**Records supplied**

##############################

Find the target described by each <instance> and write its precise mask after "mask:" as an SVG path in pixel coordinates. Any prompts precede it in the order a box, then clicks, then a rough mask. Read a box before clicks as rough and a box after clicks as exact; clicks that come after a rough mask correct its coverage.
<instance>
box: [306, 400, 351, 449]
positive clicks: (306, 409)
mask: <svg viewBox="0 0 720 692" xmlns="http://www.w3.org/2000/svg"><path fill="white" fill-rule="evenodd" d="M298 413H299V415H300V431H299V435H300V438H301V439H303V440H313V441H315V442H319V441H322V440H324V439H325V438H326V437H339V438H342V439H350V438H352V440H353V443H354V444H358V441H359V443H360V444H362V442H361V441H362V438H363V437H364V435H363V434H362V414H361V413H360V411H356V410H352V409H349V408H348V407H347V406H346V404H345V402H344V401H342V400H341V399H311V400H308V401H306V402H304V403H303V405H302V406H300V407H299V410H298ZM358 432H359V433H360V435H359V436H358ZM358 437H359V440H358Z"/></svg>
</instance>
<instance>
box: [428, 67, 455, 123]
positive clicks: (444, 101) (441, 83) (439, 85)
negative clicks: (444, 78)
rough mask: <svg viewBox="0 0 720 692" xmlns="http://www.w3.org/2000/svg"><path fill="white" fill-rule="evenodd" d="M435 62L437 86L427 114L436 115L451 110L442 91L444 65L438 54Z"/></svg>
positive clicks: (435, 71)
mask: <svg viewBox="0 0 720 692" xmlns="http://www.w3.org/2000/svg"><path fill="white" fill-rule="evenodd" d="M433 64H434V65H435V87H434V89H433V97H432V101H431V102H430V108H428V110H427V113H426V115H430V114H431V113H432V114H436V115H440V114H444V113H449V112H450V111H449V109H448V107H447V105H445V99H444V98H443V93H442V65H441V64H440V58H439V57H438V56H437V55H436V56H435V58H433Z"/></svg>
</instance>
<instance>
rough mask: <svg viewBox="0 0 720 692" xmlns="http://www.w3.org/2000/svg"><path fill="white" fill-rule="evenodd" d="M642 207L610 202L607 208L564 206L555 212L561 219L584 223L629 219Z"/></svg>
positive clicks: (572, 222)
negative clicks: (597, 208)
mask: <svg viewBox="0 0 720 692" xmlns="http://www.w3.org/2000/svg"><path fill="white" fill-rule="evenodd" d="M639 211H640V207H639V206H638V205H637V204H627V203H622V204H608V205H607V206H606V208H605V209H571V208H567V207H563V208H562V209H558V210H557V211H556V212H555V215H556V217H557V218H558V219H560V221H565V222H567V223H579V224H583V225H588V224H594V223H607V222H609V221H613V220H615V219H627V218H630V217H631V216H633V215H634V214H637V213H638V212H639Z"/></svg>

##############################

All of the records above should be given again exactly as written.

**Task answer**
Find the target described by each <instance> and write its precise mask after "mask:" as an SVG path in pixel coordinates. Any prompts precede it in the order a box, then clicks, then a rough mask. Read a box before clicks as rough and a box after clicks as exact; clicks that come after a rough mask correct its coverage.
<instance>
box: [306, 400, 351, 449]
positive clicks: (306, 409)
mask: <svg viewBox="0 0 720 692" xmlns="http://www.w3.org/2000/svg"><path fill="white" fill-rule="evenodd" d="M298 413H299V415H300V431H299V435H300V438H301V439H303V440H313V441H315V442H319V441H322V440H324V439H325V438H326V437H339V438H342V439H350V438H352V440H353V443H354V444H358V441H359V443H360V444H362V442H361V441H362V438H363V437H364V435H363V434H362V414H361V413H360V411H356V410H352V409H349V408H348V407H347V406H346V404H345V402H344V401H342V400H341V399H311V400H308V401H306V402H304V403H303V405H302V406H300V407H299V410H298ZM358 432H359V433H360V435H359V436H358ZM358 437H359V440H358Z"/></svg>
</instance>
<instance>
box: [428, 67, 455, 123]
positive clicks: (444, 101) (441, 83) (439, 85)
negative clicks: (444, 78)
rough mask: <svg viewBox="0 0 720 692" xmlns="http://www.w3.org/2000/svg"><path fill="white" fill-rule="evenodd" d="M435 62L437 86L427 114L436 115L451 110L442 91L444 65L438 54Z"/></svg>
positive clicks: (435, 71)
mask: <svg viewBox="0 0 720 692" xmlns="http://www.w3.org/2000/svg"><path fill="white" fill-rule="evenodd" d="M433 64H434V65H435V87H434V89H433V97H432V101H431V102H430V108H428V110H427V113H426V115H430V114H431V113H432V114H436V115H440V114H444V113H449V112H450V111H449V109H448V107H447V105H445V99H444V98H443V93H442V65H441V64H440V58H439V57H438V56H437V55H436V56H435V58H433Z"/></svg>
</instance>
<instance>
rough mask: <svg viewBox="0 0 720 692" xmlns="http://www.w3.org/2000/svg"><path fill="white" fill-rule="evenodd" d="M642 207L610 202L607 208L564 206L555 212L561 219L584 223L629 219Z"/></svg>
positive clicks: (572, 222)
negative clicks: (597, 208)
mask: <svg viewBox="0 0 720 692" xmlns="http://www.w3.org/2000/svg"><path fill="white" fill-rule="evenodd" d="M639 211H640V207H639V206H638V205H637V204H627V203H622V204H608V205H607V206H606V208H605V209H571V208H567V207H563V208H562V209H558V210H557V211H556V212H555V215H556V217H557V218H558V219H560V221H565V222H567V223H579V224H583V225H588V224H594V223H607V222H609V221H613V220H615V219H627V218H630V217H631V216H633V215H634V214H637V213H638V212H639Z"/></svg>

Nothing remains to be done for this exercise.